TEXT PROVIDED —
++++

I appreciate Craig Anderson trying something different with what could have been a run-of-the-mill slasher film, and for me, it takes a welcome place amongst my roster of festive favourites.


Yep.  I’m in agreement with Lola here… this is a belter.

A dysfunctional American family are forced together, seemingly against their will, for the holidays. Their disillusionment and lack of any Christmas spirit deeply affects the youngest son Max, who unwittingly unleashes the wrath of Krampus – the demonic anti-Santa Claus, complete with hooves.  Krampus and his band of evil minions lay siege to their home, forcing them to fight for each other in the hope of surviving the holiday.

I had very high expectations for this film as the original story of Krampus could be a really terrifying tale if told in the right hands.  And I originally thought this film had failed.  The film lent itself to a horror comedy rather than scaring the pants off me.  But once I sat down and thought about it, I realised that the film thoroughly entertained me and the ending really was rather horrific.  Also you can’t go wrong with a bit of Toni Collette and I am very happy to see her stretching her acting muscles in horror once again.

++++

RECORDS —
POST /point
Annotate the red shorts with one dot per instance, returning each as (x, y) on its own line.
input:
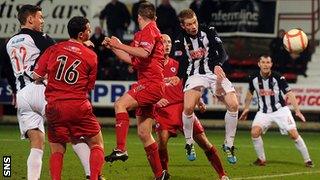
(170, 118)
(71, 120)
(146, 94)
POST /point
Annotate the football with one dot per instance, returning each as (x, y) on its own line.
(295, 41)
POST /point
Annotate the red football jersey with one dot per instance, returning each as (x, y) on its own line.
(71, 68)
(174, 94)
(149, 69)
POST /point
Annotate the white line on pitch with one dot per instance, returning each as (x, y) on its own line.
(179, 144)
(274, 176)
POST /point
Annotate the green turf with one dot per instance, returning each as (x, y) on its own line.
(283, 158)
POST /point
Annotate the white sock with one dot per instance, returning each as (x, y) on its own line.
(301, 146)
(258, 146)
(188, 127)
(83, 152)
(34, 163)
(231, 120)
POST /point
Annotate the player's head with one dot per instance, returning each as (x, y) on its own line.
(265, 64)
(146, 12)
(30, 16)
(188, 21)
(166, 43)
(79, 28)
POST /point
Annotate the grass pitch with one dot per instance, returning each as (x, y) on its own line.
(283, 160)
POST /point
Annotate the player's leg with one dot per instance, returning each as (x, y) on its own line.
(260, 125)
(82, 150)
(163, 137)
(31, 126)
(191, 98)
(231, 121)
(122, 105)
(56, 159)
(150, 145)
(34, 161)
(96, 146)
(256, 132)
(210, 151)
(301, 146)
(283, 117)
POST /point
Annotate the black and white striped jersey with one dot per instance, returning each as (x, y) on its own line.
(198, 54)
(23, 50)
(270, 91)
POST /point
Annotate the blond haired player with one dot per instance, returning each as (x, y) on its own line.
(270, 88)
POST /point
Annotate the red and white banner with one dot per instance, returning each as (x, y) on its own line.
(107, 92)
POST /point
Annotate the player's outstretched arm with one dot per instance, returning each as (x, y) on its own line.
(139, 52)
(292, 99)
(38, 78)
(124, 56)
(247, 102)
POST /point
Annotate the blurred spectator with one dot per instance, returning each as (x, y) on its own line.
(167, 19)
(118, 71)
(134, 12)
(206, 9)
(195, 6)
(277, 50)
(118, 18)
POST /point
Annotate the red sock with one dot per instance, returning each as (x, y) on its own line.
(153, 158)
(96, 162)
(163, 154)
(122, 127)
(215, 161)
(56, 161)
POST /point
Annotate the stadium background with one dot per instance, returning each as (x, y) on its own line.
(242, 46)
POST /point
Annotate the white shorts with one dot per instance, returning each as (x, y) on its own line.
(282, 117)
(31, 108)
(209, 82)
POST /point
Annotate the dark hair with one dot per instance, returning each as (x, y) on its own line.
(76, 25)
(25, 11)
(264, 56)
(147, 10)
(186, 14)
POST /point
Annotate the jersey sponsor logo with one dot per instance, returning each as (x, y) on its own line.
(143, 43)
(266, 92)
(178, 53)
(218, 39)
(18, 40)
(198, 54)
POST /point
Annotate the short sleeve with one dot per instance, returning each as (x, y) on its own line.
(41, 66)
(251, 87)
(147, 39)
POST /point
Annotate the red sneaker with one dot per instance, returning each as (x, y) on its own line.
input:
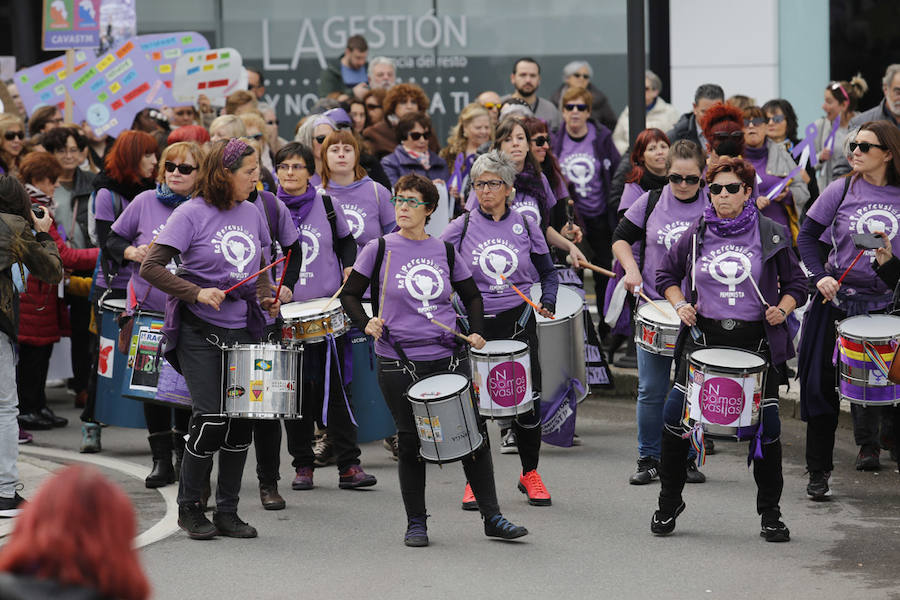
(469, 501)
(531, 485)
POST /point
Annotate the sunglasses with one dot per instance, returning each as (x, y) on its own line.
(182, 168)
(733, 188)
(864, 147)
(411, 202)
(689, 179)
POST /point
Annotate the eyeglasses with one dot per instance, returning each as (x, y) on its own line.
(182, 168)
(411, 202)
(290, 167)
(864, 147)
(689, 179)
(491, 184)
(733, 188)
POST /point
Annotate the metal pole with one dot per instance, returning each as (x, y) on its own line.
(637, 109)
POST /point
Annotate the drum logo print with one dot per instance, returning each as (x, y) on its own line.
(507, 384)
(721, 400)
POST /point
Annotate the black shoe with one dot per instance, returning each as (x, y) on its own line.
(192, 520)
(230, 525)
(34, 422)
(647, 470)
(269, 496)
(868, 459)
(498, 526)
(693, 473)
(817, 489)
(664, 524)
(51, 416)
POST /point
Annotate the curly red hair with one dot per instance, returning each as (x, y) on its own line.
(644, 139)
(78, 530)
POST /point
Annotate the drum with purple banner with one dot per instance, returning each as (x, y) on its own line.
(867, 344)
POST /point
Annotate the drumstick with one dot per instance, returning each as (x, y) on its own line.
(451, 330)
(524, 297)
(387, 268)
(260, 272)
(858, 256)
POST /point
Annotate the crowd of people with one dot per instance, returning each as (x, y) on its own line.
(89, 219)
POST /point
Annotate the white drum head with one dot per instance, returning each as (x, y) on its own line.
(438, 386)
(728, 357)
(650, 312)
(870, 326)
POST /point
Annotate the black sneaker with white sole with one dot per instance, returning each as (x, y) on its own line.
(664, 524)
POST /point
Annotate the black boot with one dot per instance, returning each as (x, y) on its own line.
(163, 473)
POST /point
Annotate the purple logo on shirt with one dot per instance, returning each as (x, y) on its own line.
(507, 383)
(721, 400)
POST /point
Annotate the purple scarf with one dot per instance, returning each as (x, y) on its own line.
(742, 223)
(299, 206)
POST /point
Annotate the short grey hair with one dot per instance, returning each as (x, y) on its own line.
(382, 60)
(573, 66)
(495, 162)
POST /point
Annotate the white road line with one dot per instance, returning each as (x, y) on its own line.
(163, 528)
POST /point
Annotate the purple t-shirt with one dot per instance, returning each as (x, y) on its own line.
(867, 208)
(104, 210)
(141, 221)
(320, 273)
(723, 267)
(668, 221)
(584, 171)
(223, 246)
(493, 248)
(418, 289)
(367, 208)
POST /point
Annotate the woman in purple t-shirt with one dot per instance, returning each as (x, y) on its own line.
(730, 245)
(221, 240)
(506, 249)
(131, 237)
(410, 347)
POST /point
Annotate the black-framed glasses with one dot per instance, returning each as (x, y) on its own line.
(864, 147)
(411, 202)
(491, 184)
(688, 179)
(182, 168)
(733, 188)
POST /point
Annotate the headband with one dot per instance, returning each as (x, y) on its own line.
(234, 149)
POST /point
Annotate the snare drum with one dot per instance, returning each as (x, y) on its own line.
(308, 322)
(261, 382)
(561, 344)
(861, 340)
(501, 376)
(655, 331)
(444, 416)
(724, 391)
(111, 408)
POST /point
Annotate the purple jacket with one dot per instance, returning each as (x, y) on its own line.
(398, 163)
(781, 275)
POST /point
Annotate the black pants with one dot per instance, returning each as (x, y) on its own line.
(31, 377)
(394, 379)
(527, 427)
(209, 430)
(341, 430)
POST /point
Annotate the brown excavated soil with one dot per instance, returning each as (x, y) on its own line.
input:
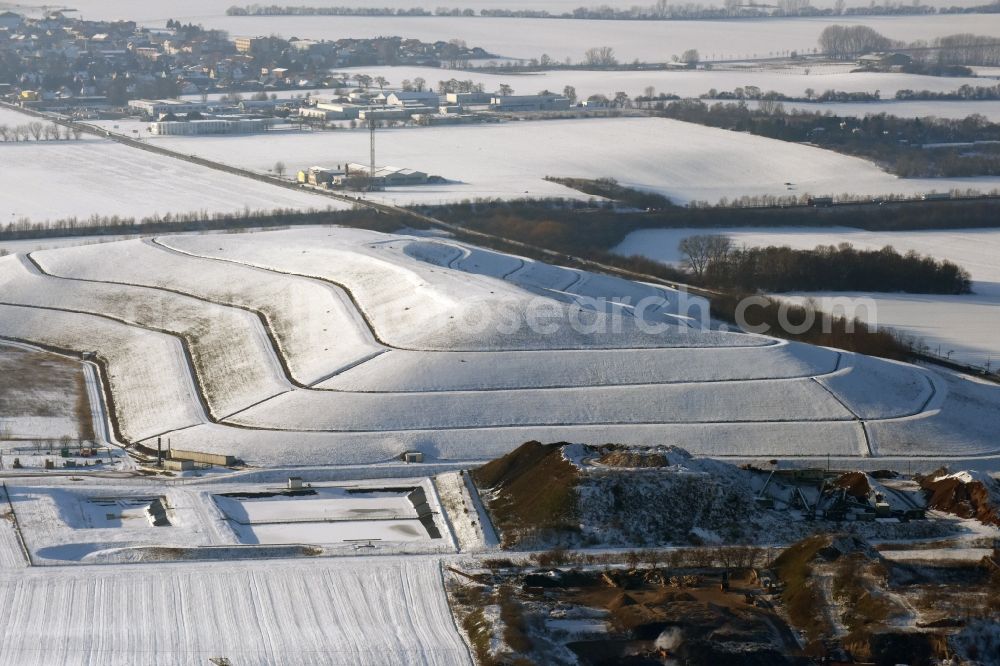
(964, 499)
(531, 489)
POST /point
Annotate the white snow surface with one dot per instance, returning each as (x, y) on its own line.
(653, 41)
(791, 80)
(965, 325)
(681, 160)
(274, 612)
(100, 177)
(425, 364)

++++

EXERCISE SET —
1 – Answer these questions using the text on Christmas horror films:
(a) Who does the opening paragraph credit with trying something different with a possible slasher film?
(b) What is the name of the youngest son in the dysfunctional family?
(c) Which actor does the last paragraph say you can't go wrong with?
2 – Carry on the text about Christmas horror films from its last sentence.

TASK ANSWERS —
1 –
(a) Craig Anderson
(b) Max
(c) Toni Collette

2 –
Rare Exports: A Christmas Tale

This Finnish film follows a young boy and his friend who believe a secret mountain drilling project near where they live has uncovered the tomb of Santa Claus.  However, this is not the jolly, red-cheeked Santa children know and love.  And when his dad captures a wild old man in a wolf trap, we discover he may know the answer to the recent slaughter of reindeer and disappearance of local children…

In a similar vein to Krampus but for me, even better, this film is brilliantly executed with brilliant performances.  This is a Christmas horror I highly recommend you take the time to watch this December, particularly if you haven’t seen it already.  But be warned, you will never think of Santa in the same way again…

By Catherine Dunn (@toodamncat)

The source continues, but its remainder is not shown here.